# What you need to do:
Which lines of the listing below contain the word "tree"? Copy each of them.

# Material provided:

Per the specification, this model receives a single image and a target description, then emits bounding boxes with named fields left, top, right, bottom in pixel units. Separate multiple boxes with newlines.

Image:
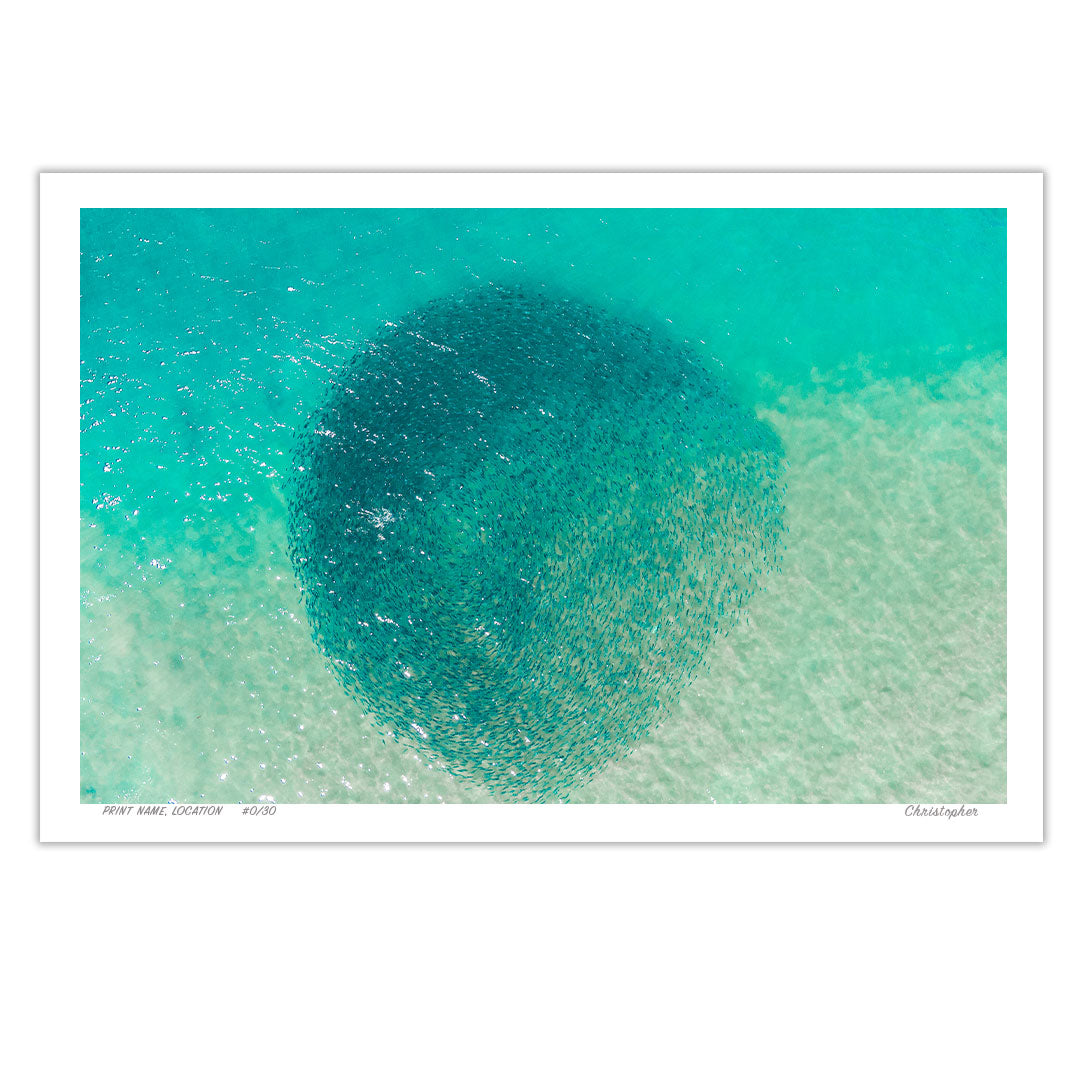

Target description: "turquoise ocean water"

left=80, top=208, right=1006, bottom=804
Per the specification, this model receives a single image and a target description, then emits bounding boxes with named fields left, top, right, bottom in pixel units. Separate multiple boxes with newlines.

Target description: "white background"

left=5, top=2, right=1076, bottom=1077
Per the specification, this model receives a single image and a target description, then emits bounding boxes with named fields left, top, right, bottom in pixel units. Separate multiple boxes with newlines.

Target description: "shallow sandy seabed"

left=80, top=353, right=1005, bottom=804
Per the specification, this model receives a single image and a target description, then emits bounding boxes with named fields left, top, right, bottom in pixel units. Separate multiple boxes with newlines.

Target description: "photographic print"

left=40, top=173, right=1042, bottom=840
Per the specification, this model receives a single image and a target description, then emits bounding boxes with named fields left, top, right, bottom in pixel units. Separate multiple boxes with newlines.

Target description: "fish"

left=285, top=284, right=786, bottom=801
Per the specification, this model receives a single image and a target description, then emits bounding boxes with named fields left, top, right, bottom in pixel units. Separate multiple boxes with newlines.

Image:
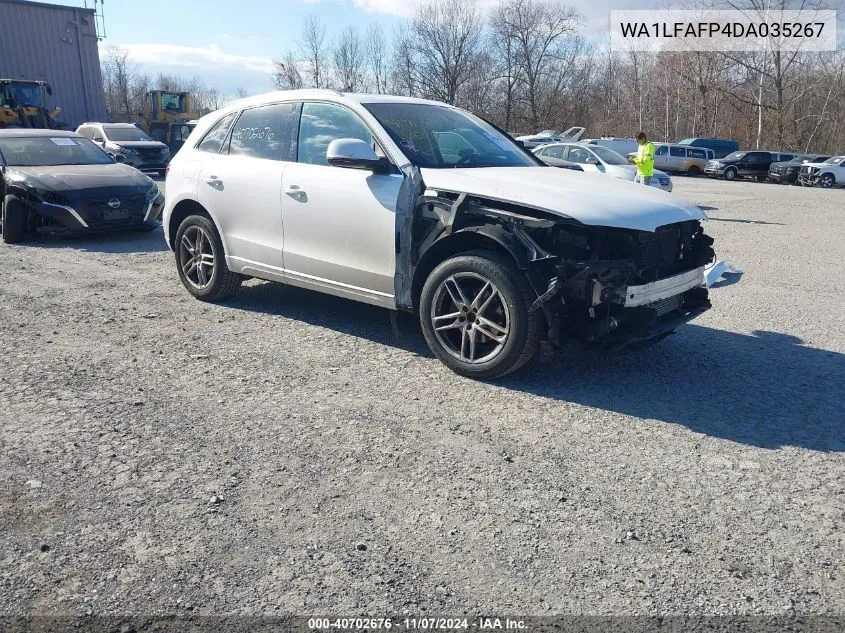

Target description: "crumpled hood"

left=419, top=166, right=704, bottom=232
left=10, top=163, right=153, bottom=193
* * *
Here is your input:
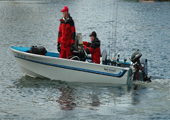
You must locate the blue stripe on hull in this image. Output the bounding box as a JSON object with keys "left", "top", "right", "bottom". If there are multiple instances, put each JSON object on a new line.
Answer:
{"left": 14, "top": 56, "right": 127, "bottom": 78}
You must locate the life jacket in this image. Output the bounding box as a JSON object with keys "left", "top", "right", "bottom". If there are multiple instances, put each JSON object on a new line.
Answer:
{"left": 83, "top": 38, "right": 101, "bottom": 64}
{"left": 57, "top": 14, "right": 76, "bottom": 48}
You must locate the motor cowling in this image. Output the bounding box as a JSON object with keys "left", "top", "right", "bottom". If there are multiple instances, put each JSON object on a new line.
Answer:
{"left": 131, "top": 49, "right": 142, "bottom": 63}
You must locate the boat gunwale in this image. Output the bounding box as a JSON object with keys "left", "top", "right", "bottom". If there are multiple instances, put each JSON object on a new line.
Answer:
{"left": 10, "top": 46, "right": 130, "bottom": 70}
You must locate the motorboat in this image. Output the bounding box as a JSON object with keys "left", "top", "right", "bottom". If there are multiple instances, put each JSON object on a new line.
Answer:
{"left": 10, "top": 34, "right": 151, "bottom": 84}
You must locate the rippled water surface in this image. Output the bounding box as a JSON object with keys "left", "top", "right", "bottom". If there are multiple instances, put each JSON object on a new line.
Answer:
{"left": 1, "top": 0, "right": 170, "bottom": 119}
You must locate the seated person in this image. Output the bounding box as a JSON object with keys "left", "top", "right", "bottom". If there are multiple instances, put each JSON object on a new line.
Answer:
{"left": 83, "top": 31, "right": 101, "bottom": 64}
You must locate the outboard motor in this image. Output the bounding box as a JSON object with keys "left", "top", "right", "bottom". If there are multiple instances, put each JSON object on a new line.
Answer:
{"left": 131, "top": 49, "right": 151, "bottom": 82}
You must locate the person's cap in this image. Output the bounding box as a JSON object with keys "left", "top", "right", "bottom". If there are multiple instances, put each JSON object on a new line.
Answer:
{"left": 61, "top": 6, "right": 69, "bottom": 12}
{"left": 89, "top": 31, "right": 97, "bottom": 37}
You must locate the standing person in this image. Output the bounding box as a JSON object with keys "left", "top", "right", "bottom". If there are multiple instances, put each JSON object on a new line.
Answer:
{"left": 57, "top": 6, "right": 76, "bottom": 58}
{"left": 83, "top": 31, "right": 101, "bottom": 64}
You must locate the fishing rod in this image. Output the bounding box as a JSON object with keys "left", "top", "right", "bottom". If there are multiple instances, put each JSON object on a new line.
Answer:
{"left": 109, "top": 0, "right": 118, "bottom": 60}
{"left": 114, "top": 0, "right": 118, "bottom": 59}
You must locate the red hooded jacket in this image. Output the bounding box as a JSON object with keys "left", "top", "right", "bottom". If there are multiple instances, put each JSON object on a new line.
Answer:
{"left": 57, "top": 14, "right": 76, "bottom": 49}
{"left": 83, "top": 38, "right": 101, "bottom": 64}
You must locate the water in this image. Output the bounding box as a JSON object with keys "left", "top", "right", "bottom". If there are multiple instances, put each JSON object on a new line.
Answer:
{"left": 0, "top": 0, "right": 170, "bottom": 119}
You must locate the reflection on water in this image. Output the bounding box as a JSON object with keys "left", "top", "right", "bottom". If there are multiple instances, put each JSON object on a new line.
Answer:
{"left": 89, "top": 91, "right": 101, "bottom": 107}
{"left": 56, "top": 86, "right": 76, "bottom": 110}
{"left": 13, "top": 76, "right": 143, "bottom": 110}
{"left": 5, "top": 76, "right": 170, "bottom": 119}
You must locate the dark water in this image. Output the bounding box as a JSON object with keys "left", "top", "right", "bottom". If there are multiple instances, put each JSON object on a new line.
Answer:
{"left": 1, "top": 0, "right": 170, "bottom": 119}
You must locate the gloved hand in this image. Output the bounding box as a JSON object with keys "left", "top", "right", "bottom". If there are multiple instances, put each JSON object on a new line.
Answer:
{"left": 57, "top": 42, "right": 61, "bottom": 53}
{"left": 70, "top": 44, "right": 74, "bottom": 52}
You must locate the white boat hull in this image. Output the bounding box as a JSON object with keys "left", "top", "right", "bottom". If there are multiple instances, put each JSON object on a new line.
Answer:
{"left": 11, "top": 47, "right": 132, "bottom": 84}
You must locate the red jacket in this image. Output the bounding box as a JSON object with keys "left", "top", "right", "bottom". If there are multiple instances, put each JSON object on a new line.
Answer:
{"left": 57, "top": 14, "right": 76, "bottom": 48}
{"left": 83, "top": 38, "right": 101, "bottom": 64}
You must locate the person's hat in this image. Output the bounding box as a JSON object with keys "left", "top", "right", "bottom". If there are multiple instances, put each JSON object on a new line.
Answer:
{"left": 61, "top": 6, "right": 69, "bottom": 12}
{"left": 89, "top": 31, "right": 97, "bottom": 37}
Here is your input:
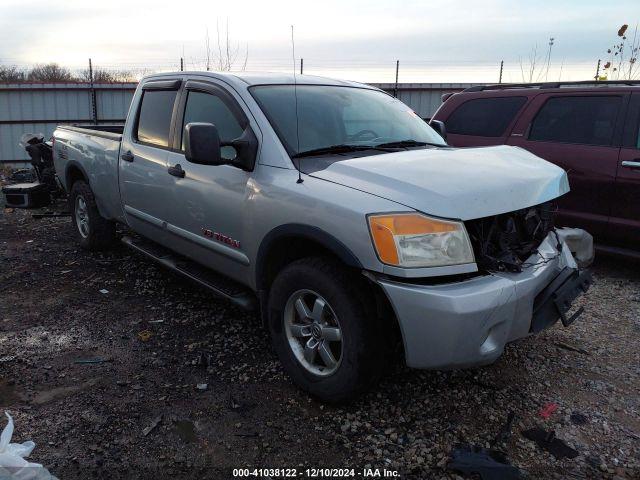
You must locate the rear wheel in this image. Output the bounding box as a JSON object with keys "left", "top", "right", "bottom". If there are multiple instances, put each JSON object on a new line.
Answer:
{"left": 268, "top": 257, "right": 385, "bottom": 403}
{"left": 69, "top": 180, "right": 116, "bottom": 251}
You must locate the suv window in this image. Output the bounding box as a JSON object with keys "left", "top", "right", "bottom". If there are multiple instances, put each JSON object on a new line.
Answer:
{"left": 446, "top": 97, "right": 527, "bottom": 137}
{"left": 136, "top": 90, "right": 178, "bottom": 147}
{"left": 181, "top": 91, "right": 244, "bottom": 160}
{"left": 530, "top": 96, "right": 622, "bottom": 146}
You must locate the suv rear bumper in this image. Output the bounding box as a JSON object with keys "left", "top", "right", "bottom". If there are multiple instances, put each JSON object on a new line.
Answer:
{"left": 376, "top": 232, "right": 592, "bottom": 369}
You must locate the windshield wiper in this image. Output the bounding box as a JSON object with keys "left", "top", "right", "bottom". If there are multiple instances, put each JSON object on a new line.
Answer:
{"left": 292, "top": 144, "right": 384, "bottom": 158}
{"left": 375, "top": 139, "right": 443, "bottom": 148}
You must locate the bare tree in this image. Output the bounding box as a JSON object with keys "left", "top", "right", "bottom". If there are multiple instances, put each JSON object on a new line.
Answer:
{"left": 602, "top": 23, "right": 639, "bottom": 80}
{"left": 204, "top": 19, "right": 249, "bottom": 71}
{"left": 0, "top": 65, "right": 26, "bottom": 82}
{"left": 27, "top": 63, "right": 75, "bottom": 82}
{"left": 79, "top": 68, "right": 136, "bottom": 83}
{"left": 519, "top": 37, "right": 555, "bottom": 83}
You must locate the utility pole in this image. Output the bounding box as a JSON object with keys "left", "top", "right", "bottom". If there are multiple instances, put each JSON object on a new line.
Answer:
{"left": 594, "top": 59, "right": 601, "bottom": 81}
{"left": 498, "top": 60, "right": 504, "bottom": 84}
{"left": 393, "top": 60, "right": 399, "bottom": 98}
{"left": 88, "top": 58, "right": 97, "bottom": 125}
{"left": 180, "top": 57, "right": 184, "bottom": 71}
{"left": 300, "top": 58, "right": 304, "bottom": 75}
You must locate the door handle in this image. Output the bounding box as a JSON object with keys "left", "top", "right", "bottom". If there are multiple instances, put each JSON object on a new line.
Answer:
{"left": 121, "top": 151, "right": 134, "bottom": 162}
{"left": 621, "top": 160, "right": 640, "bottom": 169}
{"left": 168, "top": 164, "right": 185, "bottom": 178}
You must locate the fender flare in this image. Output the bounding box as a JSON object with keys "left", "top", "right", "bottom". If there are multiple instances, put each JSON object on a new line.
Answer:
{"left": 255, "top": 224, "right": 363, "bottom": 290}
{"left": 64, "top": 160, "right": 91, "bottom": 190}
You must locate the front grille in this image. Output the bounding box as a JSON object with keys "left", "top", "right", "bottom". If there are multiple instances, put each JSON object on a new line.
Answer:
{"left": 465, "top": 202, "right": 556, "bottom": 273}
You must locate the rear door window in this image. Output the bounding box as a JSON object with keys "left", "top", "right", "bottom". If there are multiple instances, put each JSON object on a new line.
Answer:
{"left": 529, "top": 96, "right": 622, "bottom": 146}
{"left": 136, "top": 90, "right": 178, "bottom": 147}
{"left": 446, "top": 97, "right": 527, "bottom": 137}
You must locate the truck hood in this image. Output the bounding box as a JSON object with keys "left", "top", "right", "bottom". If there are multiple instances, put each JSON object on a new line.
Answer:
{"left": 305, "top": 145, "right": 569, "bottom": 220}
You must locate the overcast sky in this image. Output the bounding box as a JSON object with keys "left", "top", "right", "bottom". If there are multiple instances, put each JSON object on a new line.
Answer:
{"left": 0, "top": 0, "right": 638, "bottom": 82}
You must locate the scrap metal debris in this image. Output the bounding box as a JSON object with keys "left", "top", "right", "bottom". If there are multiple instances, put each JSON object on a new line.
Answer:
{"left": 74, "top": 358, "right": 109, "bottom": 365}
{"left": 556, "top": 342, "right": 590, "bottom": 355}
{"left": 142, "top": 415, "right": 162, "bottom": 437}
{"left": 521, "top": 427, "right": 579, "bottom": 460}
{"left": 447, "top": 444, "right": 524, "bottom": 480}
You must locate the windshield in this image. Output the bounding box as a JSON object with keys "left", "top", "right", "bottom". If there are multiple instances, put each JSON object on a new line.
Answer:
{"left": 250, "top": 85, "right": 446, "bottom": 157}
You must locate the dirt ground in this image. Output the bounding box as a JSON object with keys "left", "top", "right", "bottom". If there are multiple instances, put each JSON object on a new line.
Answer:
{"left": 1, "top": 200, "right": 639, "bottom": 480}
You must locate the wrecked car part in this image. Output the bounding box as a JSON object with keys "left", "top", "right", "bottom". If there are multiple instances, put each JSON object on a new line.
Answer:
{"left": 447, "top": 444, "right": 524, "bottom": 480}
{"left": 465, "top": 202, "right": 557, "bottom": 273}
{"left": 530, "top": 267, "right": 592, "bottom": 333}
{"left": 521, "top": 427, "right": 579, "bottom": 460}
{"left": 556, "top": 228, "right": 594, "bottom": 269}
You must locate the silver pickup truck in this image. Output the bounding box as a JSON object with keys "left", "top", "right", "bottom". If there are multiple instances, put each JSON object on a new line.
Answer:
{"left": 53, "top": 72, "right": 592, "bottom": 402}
---
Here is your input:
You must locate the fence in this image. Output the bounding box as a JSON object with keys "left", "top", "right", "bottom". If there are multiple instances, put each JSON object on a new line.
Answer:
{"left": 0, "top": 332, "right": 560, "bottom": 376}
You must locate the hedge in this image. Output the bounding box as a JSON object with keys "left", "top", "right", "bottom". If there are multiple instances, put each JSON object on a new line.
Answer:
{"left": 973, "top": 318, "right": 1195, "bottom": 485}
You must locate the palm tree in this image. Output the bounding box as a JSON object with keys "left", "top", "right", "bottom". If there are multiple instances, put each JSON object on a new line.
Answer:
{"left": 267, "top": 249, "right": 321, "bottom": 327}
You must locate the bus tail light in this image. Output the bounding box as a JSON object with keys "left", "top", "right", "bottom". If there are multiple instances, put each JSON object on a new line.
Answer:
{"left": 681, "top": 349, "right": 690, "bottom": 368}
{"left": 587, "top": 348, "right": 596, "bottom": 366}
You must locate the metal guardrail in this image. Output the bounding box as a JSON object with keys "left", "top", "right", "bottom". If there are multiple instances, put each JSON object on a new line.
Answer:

# Answer:
You must locate the bare tree in this image. Output the bounding box as a JSON object with keys "left", "top", "right", "bottom". If there are multiple instances, put each JSON object on a new line.
You must locate the palm tree in this image. Output the bounding box as a JSON object with keys "left", "top", "right", "bottom". If there are multiple instances, put each JSON object on a new line.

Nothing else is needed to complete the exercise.